Penso que a constante transformação de deserto para selva pode ser a única grande tendência que devemos notar quando falamos sobre o futuro da notícia. Não o futuro da indústria da notícia, ou o negócio do jornal impresso: o futuro da notícia em si. Porque há de fato o caso de dois cenários piores que nós estamos preocupados agora, e é importante fazer a distinção entre eles. Existe o pânico de que os jornais estão a desaparecer como negócio lucrativo. E depois existe o pânico de que informações cruciais irão desaparecer com eles, que a cultura irá sofrer porque os jornais não terão recursos para gerar a informação com a qual nós contamos há tantos anos.

 

Quando você ouve as pessoas alarmadas sobre o futuro da notícia, elas geralmente se referem à ameação de extinção de duas espécies chave: os correspondentes de guerra e os jornalistas investigativos. Será que os blogueiros irão sair de seus pijamas e se instalar num escritório em Bagdad? Será que eles irão usar os métodos de detetive antigos e implacáveis para fazer o trabalho que fizeram Woodward e Bernstein? Essas são as questões verdadeiramente importantes, e penso que temos boas razões para ficarmos otimistas em relação a essas respostas. Mas você não pode ver as razões para esse otimismo apenas olhando para o estado atual do jornalismo de investigação na blogosfera, porque o novo ecossistema do jornalismo de investigação está em sua infância. Existem dezenas de projetos interessantes sendo liderados por pessoas muito inteligentes, alguns deles sem fins lucrativos, alguns com fins lucrativos. Mas eles estão germinando.

 

Acho que é muito mais útil, para prever o futuro do jornalismo investigativo, olhar para o passado do jornalismo tecnológico. Quando os ecologistas vão para campo investigar ecossistemas naturais, eles procuram onde as florestas são mais antigas, nos locais onde a natureza teve mais tempo para evoluir, diversificar-se e criar conexões. Eles não estudam a floresta tropical brasileira olhando para uma área onde não havia mata há dois anos.

Entradas de um conjunto de anotações de pontos:
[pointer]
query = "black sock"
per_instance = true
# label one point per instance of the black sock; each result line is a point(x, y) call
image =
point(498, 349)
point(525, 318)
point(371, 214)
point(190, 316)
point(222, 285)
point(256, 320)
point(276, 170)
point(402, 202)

▸ A fazer:
a - Responda a estas perguntas com base no texto sobre o futuro da notícia:
(i) Quais são as duas espécies chave ameaçadas de extinção, segundo as pessoas alarmadas com o futuro da notícia?
(ii) Onde os ecologistas procuram ao ir a campo investigar ecossistemas naturais?
(iii) Quais são os dois pânicos descritos em relação aos jornais?
b - Diga se cada afirmação concorda com o texto sobre o futuro da notícia, respondendo sim ou não e citando as palavras do texto que decidem a resposta:
(i) Todos os projetos de jornalismo investigativo mencionados são sem fins lucrativos.
(ii) O texto vê boas razões para otimismo quanto às questões sobre blogueiros e jornalismo investigativo.
(iii) Para prever o futuro do jornalismo investigativo, o texto considera mais útil olhar para o passado do jornalismo tecnológico.
c - Continue o texto sobre o futuro da notícia a partir do ponto em que ele termina.

▸ Respostas do exercício:
a -
(i) Os correspondentes de guerra e os jornalistas investigativos.
(ii) Onde as florestas são mais antigas, nos locais onde a natureza teve mais tempo para evoluir, diversificar-se e criar conexões.
(iii) O pânico de que os jornais estão a desaparecer como negócio lucrativo e o pânico de que informações cruciais irão desaparecer com eles.

b -
(i) Não: "alguns deles sem fins lucrativos, alguns com fins lucrativos."
(ii) Sim: "penso que temos boas razões para ficarmos otimistas em relação a essas respostas."
(iii) Sim: "Acho que é muito mais útil, para prever o futuro do jornalismo investigativo, olhar para o passado do jornalismo tecnológico."

c -
É por isso que o ecossistema da notíca sobre tecnologia é tão crucial. É a mata-cerrada da web. Trata-se de um sub-gênero de notícias que tem tido mais tempo para evoluir. A web não tem uma aptidão intrínseca para cobrir tecnologia melhor do que outros campos. Ela só tem uma tendência intrínseca para cobrir a tecnologia em primeiro lugar, porque as primeiras pessoas que utilizaram a web eram muito mais interessada em tecnologia do que eram, por exemplo, as reuniões de conselhos escolares ou na Liga Nacional de Futebol Americano. Mas isso mudou, e continua a mudar. A transformação do deserto do MacWorld para a rica diversidade da cobertura sobre tecnologia de hoje está acontecendo em todas as áreas de notícias. Como o futuro imaginado por William Gibson, ela ainda não está uniformemente distribuídas.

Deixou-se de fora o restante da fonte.